**Ваше задание**
Напишите продолжение исторического отрывка о печенегах, торках и половцах, начав сразу после его последнего предложения.

===== Предоставленный отрывок

В это время печенегами правил Тирах, человек благородный, но не воинственный. Он не только не осмеливался выйти против узов, но и старался прятаться от них в болотистых местах на нижнем течении Дуная. Между тем борьба была неизбежна. Тогда защиту соотечественников принял на себя некто Кеген, человек, по рассказу Кедрена, темного происхождения, но искусный в военном деле. Он не раз отражал узов, чем приобрел себе глубокое уважение у земляков. Тираху, конечно, не нравилось это, и он решил отделаться от опасной для него личности. Он послал отряд, чтобы взять Кегена, но последний успел вовремя скрыться в Днепровские болота. Ему удалось затем склонить на свою сторону два печенежских колена. С ними он вступил в открытую битву против одиннадцати улусов, предводимых Тирахом, и был разбить наголову.
Видя беду неминучую, Кеген явился у Силистрии, изъявил ее коменданту свое желание принять подданство Византии и с почестями был принят в Константинополе[253]. Приведенный эпизод важен потому, что проливает свет на положение печенежского народа после 1034 г., когда сведения о нем в вашей летописи прекращаются. Мы видим отсюда, что печенеги занимали в это время степи от устья Днепра до Дуная. Обнаруживается также, что торки-узы уже тогда придвинулись к границам Руси и занимали степи на восток от Днепра. В 1055 г. они в первый раз обрушились на территорию Переяславского княжества, с чем имеет несомненную связь факт появления половцев. «Того же лета», т. е. 1055-го, тотчас после отражения торков от границ Переяславского княжества, «приходи Болушь с половци и сотвори Всеволод мир с ними, и возвратишася половци вьсвояси»[254]. Дело кончилось так на этот раз потому, что отряд Болуша, как можно думать, был только передовым. Для успешных нападений на Русь надо было придвинуться всей массой к ее границам, а для этого приходилось вытеснить из южнорусских степей торков. Но, очевидно, что половцы в это время успели уже утвердиться в бассейне Волги и Дона.

==========
===== Выборка данных

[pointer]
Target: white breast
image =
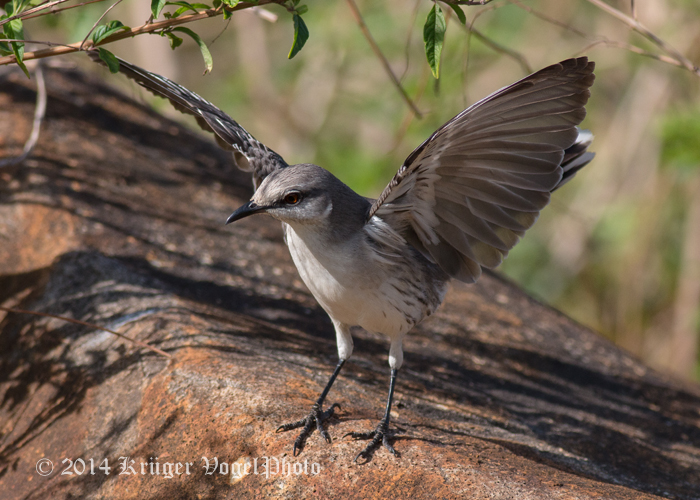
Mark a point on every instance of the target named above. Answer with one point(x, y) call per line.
point(352, 286)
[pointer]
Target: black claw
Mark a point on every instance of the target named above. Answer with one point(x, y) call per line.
point(378, 436)
point(313, 420)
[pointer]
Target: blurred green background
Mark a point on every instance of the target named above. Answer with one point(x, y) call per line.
point(619, 247)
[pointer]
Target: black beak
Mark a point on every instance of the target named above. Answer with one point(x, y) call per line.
point(249, 208)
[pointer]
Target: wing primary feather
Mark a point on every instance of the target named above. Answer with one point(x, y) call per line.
point(229, 134)
point(471, 190)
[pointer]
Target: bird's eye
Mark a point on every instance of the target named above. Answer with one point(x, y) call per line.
point(292, 198)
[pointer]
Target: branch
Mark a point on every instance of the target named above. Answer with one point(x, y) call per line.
point(503, 50)
point(131, 32)
point(646, 33)
point(39, 113)
point(382, 59)
point(38, 8)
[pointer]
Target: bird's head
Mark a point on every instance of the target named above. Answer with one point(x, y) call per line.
point(296, 194)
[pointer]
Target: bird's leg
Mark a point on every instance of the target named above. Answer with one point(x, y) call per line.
point(381, 434)
point(316, 417)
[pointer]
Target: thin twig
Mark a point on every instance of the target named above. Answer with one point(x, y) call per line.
point(57, 11)
point(98, 22)
point(407, 47)
point(377, 51)
point(90, 325)
point(39, 113)
point(631, 48)
point(646, 33)
point(503, 50)
point(548, 19)
point(25, 13)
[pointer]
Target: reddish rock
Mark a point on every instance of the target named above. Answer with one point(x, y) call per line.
point(117, 219)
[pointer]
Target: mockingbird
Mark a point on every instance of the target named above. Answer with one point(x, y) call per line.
point(458, 203)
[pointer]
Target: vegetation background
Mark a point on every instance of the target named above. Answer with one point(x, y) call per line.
point(617, 250)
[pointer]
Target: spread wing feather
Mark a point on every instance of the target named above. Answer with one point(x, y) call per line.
point(468, 193)
point(250, 154)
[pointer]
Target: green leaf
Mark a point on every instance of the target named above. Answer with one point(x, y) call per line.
point(434, 36)
point(185, 6)
point(460, 13)
point(231, 4)
point(109, 59)
point(208, 60)
point(175, 41)
point(157, 7)
point(105, 30)
point(18, 6)
point(301, 34)
point(5, 49)
point(15, 30)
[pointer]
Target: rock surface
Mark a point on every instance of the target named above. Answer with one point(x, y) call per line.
point(117, 219)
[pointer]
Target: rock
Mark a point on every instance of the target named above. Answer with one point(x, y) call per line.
point(117, 218)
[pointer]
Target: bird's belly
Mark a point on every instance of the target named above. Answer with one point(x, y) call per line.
point(376, 300)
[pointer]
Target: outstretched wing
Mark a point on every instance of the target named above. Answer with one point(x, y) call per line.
point(251, 155)
point(467, 194)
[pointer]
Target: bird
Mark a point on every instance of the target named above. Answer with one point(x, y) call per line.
point(459, 202)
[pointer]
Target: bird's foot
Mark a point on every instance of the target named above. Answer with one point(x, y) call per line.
point(378, 436)
point(314, 419)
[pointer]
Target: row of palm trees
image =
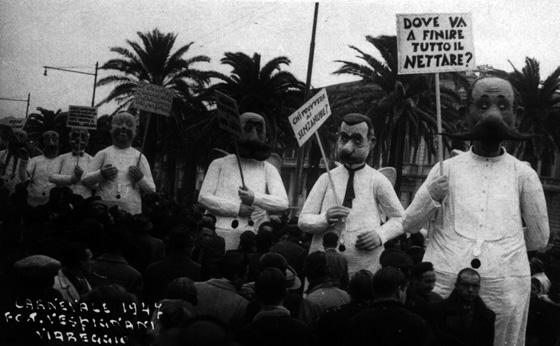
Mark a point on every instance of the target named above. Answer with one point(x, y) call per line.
point(403, 116)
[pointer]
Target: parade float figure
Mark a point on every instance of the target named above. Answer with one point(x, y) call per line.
point(40, 168)
point(368, 195)
point(13, 159)
point(120, 171)
point(238, 209)
point(74, 164)
point(476, 209)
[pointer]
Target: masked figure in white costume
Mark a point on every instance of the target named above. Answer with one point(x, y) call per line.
point(74, 164)
point(237, 209)
point(476, 209)
point(366, 195)
point(117, 170)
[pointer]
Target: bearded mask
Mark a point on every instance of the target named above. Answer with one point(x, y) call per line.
point(253, 132)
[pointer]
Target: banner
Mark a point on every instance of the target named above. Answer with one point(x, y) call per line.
point(81, 117)
point(154, 99)
point(309, 117)
point(430, 43)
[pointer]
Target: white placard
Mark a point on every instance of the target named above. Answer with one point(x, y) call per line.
point(309, 117)
point(434, 42)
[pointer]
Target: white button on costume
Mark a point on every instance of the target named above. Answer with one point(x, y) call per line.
point(482, 218)
point(219, 194)
point(39, 169)
point(65, 172)
point(373, 192)
point(120, 191)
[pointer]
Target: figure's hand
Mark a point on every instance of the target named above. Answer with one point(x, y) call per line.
point(23, 154)
point(108, 172)
point(335, 214)
point(247, 196)
point(78, 171)
point(438, 188)
point(368, 241)
point(135, 174)
point(245, 210)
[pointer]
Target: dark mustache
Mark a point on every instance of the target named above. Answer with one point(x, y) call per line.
point(490, 129)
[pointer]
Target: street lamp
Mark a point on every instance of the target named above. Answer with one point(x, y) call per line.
point(80, 72)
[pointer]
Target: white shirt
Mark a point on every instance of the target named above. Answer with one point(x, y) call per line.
point(373, 192)
point(39, 169)
point(120, 191)
point(219, 191)
point(65, 172)
point(482, 216)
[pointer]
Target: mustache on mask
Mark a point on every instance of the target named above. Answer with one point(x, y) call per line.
point(251, 149)
point(490, 129)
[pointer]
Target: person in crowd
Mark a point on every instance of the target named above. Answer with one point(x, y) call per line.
point(273, 325)
point(387, 322)
point(40, 168)
point(13, 158)
point(219, 298)
point(475, 206)
point(74, 164)
point(112, 268)
point(336, 263)
point(333, 326)
point(71, 280)
point(321, 294)
point(422, 282)
point(120, 170)
point(462, 318)
point(240, 206)
point(176, 264)
point(365, 194)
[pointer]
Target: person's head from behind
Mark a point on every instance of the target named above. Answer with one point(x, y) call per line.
point(390, 283)
point(467, 285)
point(330, 240)
point(361, 286)
point(423, 278)
point(270, 286)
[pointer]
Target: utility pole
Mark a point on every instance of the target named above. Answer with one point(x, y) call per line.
point(300, 162)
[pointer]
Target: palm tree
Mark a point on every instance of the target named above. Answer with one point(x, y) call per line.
point(541, 101)
point(153, 60)
point(405, 115)
point(266, 89)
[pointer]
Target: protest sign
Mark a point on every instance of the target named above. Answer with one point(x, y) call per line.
point(228, 114)
point(154, 99)
point(81, 117)
point(13, 122)
point(434, 42)
point(309, 117)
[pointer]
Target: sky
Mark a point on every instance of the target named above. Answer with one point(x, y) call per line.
point(78, 34)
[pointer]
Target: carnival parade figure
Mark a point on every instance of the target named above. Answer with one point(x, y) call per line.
point(476, 208)
point(237, 208)
point(367, 195)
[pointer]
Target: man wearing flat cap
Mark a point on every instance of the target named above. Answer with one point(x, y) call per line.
point(238, 209)
point(366, 194)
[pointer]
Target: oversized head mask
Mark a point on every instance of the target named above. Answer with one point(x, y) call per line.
point(491, 113)
point(123, 129)
point(253, 136)
point(50, 144)
point(355, 137)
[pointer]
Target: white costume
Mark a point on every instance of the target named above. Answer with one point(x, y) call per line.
point(372, 190)
point(219, 194)
point(120, 191)
point(481, 218)
point(11, 175)
point(39, 169)
point(65, 172)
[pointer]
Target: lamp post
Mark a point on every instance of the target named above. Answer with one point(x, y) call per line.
point(80, 72)
point(19, 100)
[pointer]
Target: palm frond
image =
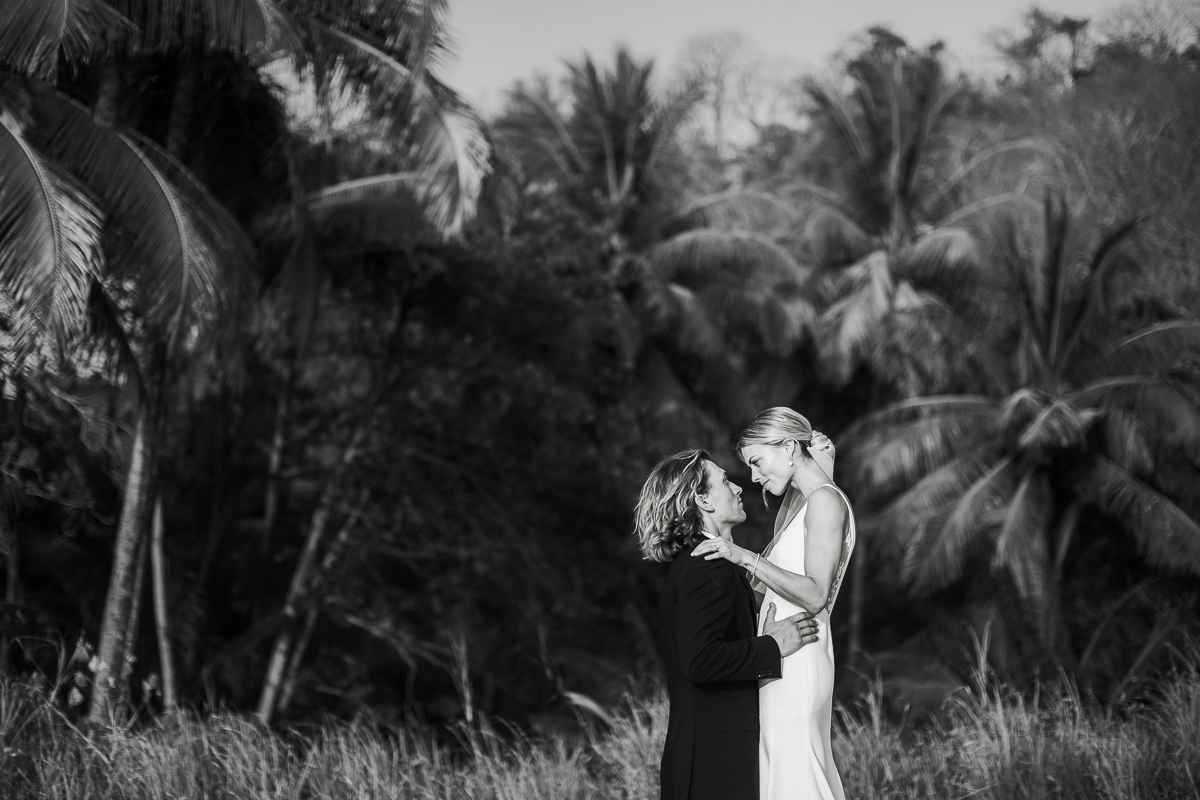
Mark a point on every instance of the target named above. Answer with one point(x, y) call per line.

==========

**Поле ответа**
Гонимые половцами торки должны были еще с большей силой обрушиться на печенегов и Русь. В это время начинается переселение печенегов к Дунаю и за него. Первый, как мы видели, перешел на Балканский полуостров Кеген, по известию Кедрена, с 20 000, а за ним и Тирах с 80 000[255]. Русским князьям снова пришлось в 1060 г. двигаться на торков на конях и в лодьях по Днепру. Это племя потерпело окончательное поражение и бросилось вслед за печенегами на юго-запад[256]. Вся восточная часть степи от Днепра до Волги перешла во власть половцев. Только небольшой остаток узов-торков с незначительной примесью печенегов уцелел еще на некоторое время на правом берегу Дона. Что половцы были уже полными хозяевами всей указанной местности, видно из летописных данных. В 1061 (1063 г.) они сделали набег на Русь и разбили Всеволода. В 1068 г. князья Изяслав, Святослав и Всеволод потерпели страшное поражение на Альте, а с 1071 г. начинаются постоянные опустошения русских областей[257]. Между тем торки в 1064 г. являются на Дунае и переходят через него. Но старые враги – печенеги, эпидемические болезни доконали окончательно это и без того слабое и разгромленное племя. Часть его принимает подданство Византии, другая было попыталась снова осесть у русских границ, но, будучи в 1060 г. разгромлена Мономахом[258], теряет свою самостоятельность и в последующее время является как военное пограничное поселение Руси.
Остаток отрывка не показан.